▶ **Problem to work on**: Extract each line of the records that contains the string "Output".

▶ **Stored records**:
____
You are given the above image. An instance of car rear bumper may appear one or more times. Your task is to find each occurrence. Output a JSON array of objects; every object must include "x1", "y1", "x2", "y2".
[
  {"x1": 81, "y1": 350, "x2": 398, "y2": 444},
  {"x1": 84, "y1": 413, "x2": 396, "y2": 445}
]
____
▶ **Task result**:
You are given the above image. An instance of car rear bumper may appear one or more times. Your task is to find each occurrence. Output a JSON array of objects; every object must include "x1", "y1", "x2", "y2".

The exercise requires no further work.